Dengan latar belakang demikian, modernisme mulai kehilangan landasan praksisnya untuk memenuhi janji-janji emansipatoris yang dahulu lantang disuarakannya. Modernisme yang dulu diagung-agungkan sebagai pembebas manusia dari belenggu mitos dan berhala kebudayaan abad pertengahan yang menindas, kini terbukti justru membelenggu manusia dengan mitos-mitos dan berhala-berhala baru yang bahkan lebih menindas dan memperbudak.
Pada titik inilah pemikiran tentang kebudayaan postmodern memiliki arti penting. Perubahan watak dan karakter modernisme dalam tampilannya yang paling kontemporer, telah mendorong lahirnya tanggapan kritis terhadap kebudayaan dewasa ini. Pemikiran kebudayaan postmodern Jean Baudrillard, sebagai salah satu kajian penting paradigma postmodernisme, adalah salah satu kunci untuk memahami pengertian dan watak postmodernisme.

1.2       Rumusan Masalah
Dari latar belakang di atas, maka dapatlah penulis buat rumusan masalah, yang antara lain:
a.      Bagaimanakah latar belakang munculnya postmodernisme?
b.      Bagaimanakah hubungan postmodern dan gereja?
c.      Bagaimanakah reaksi Kristen/respon untuk postmodernisme?
d.     Bagaimanakah navigasi postmodern dalam masyarakat majemuk?

1.3       Batasan Masalah
Merujuk dari latar belakang dan rumusan masalah di atas, maka intinya makalah ini adalah membahas tentang:
a.       Membahas tentang latar belakang munculnya postmodernisme.
b.      Menjelaskan hubungan postmodern dan gereja.
c.       Menjelaskan reaksi Kristen/respon untuk postmodernisme
d.      Menjelaskan navigasi postmodern dalam masyarakat majemuk

1.4       Tujuan Penulisan
Adapun tujuan dari penulisan makalah ini adalah sebagai berikut:
a.       Untuk mengetahui latar belakang munculnya postmodernisme.

**Soal:**
#1 Menurut bacaan, pemikiran kebudayaan postmodern milik siapa yang menjadi salah satu kunci untuk memahami pengertian dan watak postmodernisme?
#2 Tukar "postmodernisme" dengan "pascamodernisme", lalu tulis ulang bagian bacaan yang dimulai dengan "1.2       Rumusan Masalah" dan berlanjut sampai "tentang latar belakang munculnya postmodernisme.".
Data di bawah ini tidak diperlukan.

**Cuplikan Data:**
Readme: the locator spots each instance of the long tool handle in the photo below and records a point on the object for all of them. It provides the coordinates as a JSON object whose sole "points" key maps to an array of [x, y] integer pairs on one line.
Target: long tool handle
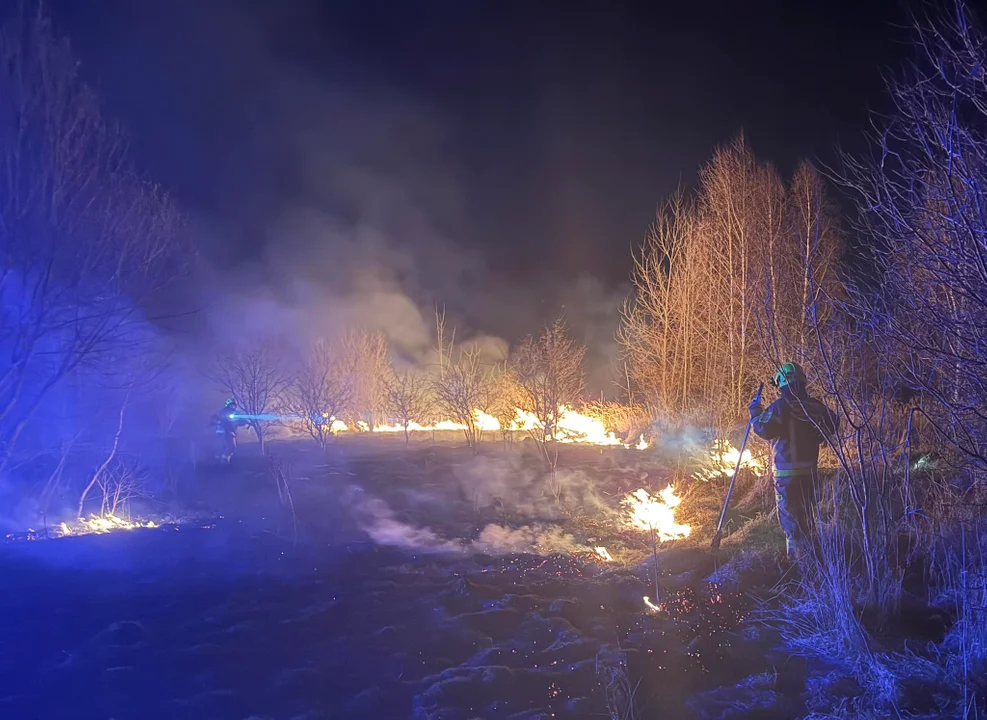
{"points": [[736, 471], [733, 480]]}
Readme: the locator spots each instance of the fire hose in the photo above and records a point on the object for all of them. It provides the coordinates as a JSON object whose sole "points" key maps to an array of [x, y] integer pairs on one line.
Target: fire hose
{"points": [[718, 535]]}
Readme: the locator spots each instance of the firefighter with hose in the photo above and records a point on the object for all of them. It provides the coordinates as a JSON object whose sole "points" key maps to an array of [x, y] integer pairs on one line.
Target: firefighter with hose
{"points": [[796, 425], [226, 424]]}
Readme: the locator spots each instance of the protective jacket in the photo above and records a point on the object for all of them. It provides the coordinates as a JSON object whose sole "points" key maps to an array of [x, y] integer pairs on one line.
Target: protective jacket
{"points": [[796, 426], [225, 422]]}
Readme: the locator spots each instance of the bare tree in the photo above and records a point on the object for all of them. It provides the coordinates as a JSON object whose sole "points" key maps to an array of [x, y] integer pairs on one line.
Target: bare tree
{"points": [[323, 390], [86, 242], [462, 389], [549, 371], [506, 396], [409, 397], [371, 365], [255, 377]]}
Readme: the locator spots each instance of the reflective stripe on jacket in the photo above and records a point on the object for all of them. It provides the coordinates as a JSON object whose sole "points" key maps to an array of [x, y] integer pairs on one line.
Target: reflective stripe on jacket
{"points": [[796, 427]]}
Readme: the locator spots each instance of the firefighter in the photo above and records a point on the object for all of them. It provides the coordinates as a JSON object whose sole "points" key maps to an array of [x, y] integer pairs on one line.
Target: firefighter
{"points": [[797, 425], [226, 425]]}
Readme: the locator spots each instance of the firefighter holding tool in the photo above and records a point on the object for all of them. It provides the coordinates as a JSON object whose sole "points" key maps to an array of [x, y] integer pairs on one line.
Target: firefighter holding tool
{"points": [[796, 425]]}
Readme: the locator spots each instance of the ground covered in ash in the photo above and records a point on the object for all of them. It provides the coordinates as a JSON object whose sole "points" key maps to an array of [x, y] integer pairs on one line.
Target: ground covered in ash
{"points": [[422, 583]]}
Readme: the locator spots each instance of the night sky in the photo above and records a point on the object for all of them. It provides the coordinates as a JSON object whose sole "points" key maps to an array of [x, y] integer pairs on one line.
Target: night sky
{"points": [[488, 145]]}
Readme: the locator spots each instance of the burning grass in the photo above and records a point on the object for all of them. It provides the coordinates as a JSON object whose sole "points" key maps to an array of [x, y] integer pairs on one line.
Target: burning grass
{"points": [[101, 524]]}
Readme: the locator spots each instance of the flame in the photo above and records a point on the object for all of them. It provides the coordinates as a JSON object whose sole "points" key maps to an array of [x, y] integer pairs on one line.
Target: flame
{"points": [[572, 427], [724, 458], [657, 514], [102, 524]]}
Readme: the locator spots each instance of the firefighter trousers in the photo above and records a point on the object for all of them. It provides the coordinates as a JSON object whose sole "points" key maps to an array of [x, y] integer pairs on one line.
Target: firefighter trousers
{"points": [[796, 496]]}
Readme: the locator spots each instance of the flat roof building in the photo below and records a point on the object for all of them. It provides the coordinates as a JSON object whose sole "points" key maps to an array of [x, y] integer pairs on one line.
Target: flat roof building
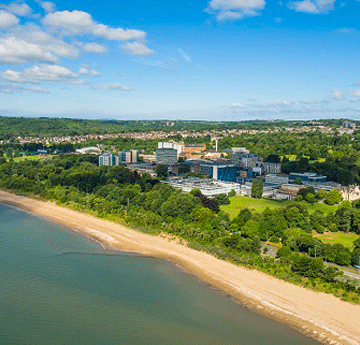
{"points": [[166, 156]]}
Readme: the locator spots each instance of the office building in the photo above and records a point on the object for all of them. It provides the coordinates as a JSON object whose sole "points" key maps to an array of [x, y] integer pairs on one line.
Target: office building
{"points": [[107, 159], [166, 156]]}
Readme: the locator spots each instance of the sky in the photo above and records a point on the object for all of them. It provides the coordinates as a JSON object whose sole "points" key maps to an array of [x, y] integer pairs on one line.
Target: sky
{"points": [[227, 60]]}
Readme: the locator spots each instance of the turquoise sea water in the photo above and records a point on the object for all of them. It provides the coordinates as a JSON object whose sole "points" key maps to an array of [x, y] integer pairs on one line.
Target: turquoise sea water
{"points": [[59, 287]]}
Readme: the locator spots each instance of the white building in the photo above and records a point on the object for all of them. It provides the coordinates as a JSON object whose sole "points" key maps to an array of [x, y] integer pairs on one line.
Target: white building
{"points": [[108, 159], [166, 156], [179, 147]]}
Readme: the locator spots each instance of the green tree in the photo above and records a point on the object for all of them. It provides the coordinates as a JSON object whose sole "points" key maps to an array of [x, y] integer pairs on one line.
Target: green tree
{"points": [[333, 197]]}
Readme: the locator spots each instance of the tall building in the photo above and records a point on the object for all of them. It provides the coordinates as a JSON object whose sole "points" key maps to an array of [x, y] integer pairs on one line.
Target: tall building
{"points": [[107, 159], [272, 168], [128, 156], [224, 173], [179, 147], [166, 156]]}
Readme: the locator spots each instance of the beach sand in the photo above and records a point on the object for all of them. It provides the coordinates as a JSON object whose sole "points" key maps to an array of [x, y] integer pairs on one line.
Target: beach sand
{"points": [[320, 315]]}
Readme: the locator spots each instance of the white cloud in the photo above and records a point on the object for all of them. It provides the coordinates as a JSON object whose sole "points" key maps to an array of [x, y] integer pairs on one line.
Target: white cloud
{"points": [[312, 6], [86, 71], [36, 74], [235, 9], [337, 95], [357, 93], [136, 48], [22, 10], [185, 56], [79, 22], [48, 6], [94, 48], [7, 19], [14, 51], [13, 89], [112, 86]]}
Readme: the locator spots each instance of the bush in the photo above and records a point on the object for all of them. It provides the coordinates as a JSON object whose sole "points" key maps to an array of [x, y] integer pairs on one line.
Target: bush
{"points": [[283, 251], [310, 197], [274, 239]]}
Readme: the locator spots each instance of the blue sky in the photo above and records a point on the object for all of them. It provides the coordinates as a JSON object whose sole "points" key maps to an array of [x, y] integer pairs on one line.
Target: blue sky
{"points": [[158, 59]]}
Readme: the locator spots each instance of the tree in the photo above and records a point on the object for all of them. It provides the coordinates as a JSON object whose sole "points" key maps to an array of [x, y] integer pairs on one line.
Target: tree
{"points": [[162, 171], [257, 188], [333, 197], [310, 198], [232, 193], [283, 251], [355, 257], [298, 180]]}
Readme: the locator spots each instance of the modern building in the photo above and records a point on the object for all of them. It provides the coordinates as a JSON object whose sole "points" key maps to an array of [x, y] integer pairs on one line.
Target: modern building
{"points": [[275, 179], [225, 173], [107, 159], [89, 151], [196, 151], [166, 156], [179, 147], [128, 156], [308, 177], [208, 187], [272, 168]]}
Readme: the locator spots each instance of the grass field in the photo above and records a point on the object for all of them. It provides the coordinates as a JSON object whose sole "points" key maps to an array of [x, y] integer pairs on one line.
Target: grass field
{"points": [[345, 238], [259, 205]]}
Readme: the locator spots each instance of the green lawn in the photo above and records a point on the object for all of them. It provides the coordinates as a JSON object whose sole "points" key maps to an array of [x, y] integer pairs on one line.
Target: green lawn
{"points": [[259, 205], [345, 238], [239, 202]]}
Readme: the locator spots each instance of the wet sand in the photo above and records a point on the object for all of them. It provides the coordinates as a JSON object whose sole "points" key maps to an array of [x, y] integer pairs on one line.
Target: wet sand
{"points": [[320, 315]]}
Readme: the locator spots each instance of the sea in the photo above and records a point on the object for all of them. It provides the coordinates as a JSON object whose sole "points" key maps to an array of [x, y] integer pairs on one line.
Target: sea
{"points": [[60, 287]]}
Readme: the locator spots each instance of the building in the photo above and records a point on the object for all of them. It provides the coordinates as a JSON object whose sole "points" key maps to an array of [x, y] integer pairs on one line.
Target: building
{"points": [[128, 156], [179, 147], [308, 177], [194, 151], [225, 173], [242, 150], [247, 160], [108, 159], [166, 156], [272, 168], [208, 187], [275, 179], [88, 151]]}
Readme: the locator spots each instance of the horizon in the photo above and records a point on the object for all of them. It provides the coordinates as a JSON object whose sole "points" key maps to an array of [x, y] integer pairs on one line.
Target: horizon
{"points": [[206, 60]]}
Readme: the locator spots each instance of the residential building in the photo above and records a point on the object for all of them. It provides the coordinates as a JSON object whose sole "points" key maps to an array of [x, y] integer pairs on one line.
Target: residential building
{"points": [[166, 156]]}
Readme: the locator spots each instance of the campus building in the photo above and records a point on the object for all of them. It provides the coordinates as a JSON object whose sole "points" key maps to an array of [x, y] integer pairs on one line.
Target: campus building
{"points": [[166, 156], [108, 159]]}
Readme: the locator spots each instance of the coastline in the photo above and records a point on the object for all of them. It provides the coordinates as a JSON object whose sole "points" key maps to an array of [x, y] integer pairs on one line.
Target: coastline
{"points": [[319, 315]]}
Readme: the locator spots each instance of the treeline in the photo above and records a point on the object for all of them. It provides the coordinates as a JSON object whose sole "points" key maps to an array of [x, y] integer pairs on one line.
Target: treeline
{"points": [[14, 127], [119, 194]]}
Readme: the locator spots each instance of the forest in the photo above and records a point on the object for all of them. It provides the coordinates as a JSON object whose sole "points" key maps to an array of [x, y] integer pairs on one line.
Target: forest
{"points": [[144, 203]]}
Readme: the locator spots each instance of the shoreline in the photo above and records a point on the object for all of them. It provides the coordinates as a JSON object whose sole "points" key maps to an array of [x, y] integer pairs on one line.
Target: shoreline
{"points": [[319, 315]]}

**Jawaban:**
#1 Jean Baudrillard.

#2
1.2       Rumusan Masalah
Dari latar belakang di atas, maka dapatlah penulis buat rumusan masalah, yang antara lain:
a.      Bagaimanakah latar belakang munculnya pascamodernisme?
b.      Bagaimanakah hubungan postmodern dan gereja?
c.      Bagaimanakah reaksi Kristen/respon untuk pascamodernisme?
d.     Bagaimanakah navigasi postmodern dalam masyarakat majemuk?

1.3       Batasan Masalah
Merujuk dari latar belakang dan rumusan masalah di atas, maka intinya makalah ini adalah membahas tentang:
a.       Membahas tentang latar belakang munculnya pascamodernisme.